Second-round breakdown: Sabres vs. Rangers
Oh, this should be fun. Given their plethora of talent and relentless pursuit of offense, the Sabres are always a treat to watch. The Rangers have once again become the darlings of Manhattan, advancing to the second round of the playoffs for the first time in a decade.
They did so in shocking fashion, disposing of Southeast champion Atlanta in four games, while the Sabres wobbled only slightly in dispatching the eighth-seeded New York Islanders.
Both teams boast terrific coaching and unheralded depth (although the Sabres' lineup has a higher profile after two strong seasons). Example? Fourteen Rangers had at least a point in four games against Atlanta and 16 Sabres found the score sheet against the Islanders. Each team boasts one of the game's brightest young goaltending talents in the Rangers' Henrik Lundqvist, who hasn't given up more than three goals in his past eight starts, and Buffalo's Ryan Miller.
Expected to run roughshod over the Islanders, the Sabres looked a little out of sorts at times. They nearly blew a 4-1 lead in Game 5; they would have had it not been for an amazing, last-second save by Miller. They're expected to win this series, while the Rangers have already exceeded expectations by making the playoffs and sweeping Atlanta. Said one Eastern Conference scout: "If the Rangers win Game 1, it might be enough to turn the tide in the entire series."
It'll be up to the Sabres to learn to play with expectations if they want to fulfill them. This series will be a test to that mind-set.

» SET EXERCISE 1:
Answer these questions from the playoff preview:
(a) Which team did the Rangers defeat in the first round, and in how many games?
(b) How many Sabres found the score sheet against the Islanders?
(c) What lead did the Sabres nearly blow in Game 5?
» SET EXERCISE 2:
Please transcribe the part of the playoff preview that opens with the words containing "Second-round breakdown: Sabres" and closes with "in a decade.".
» SET EXERCISE 3:
Write the next part of the playoff preview, picking up after its final sentence.
The data that comes next has nothing to do with the playoff preview.

» STORED DATA:
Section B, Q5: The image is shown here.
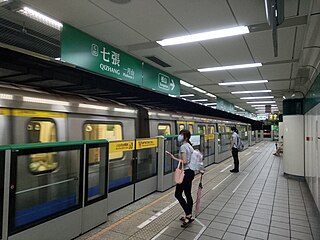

» WRITTEN RESPONSE 1:
(a) Atlanta, in four games
(b) 16
(c) A 4-1 lead

» WRITTEN RESPONSE 2:
Second-round breakdown: Sabres vs. Rangers
Oh, this should be fun. Given their plethora of talent and relentless pursuit of offense, the Sabres are always a treat to watch. The Rangers have once again become the darlings of Manhattan, advancing to the second round of the playoffs for the first time in a decade.

» WRITTEN RESPONSE 3:
2. Where's the 'D'? Scouts will tell you neither team's defensive corps fills anyone with dread. That said, both teams have managed quite nicely with a defense-by-committee style of play. Neither team has a Chris Pronger or Nicklas Lidstrom-type stud that anchors the group. Instead, coaches Lindy Ruff in Buffalo and Tom Renney in New York spread ice time evenly among their blue-liners. Toni Lydman leads all Sabres in ice time, averaging just 22:13 a night; Michal Rozsival leads the Rangers at 24:25, well below what players like Lidstrom, Pronger and Scott Niedermayer are logging.
Both teams will try to impose their will through an aggressive forecheck. The defensive unit that can withstand that pressure and make the good, safe break-out pass will give their team a leg up in what should be a very close series. The Rangers have had good production from Fedor Tyutin (five points vs. Atlanta) and Rozsival (three) and will need to keep getting production from the back end to keep pace with the high-octane Sabres.
3. Where's the offense? It's no secret the Sabres are a dynamic squad -- they boasted seven 20-goal scorers during the regular season. The challenge for the Rangers is in closing off the neutral zone to prevent, as much as possible, the Sabres' ability to generate speed as they hit the offensive zone -- and doing it without drawing penalties.
The Rangers allowed only one power-play goal against Atlanta in 17 total short-handed situations, the lowest in the postseason thus far. But the Rangers will be in trouble in a hurry if they allow the Sabres' power play to work frequently. The Sabres' strength lies in the fact that Ruff will roll four lines consistently, and all four can generate offense. If they can continue that plan without getting into penalty trouble, they will be hard to beat.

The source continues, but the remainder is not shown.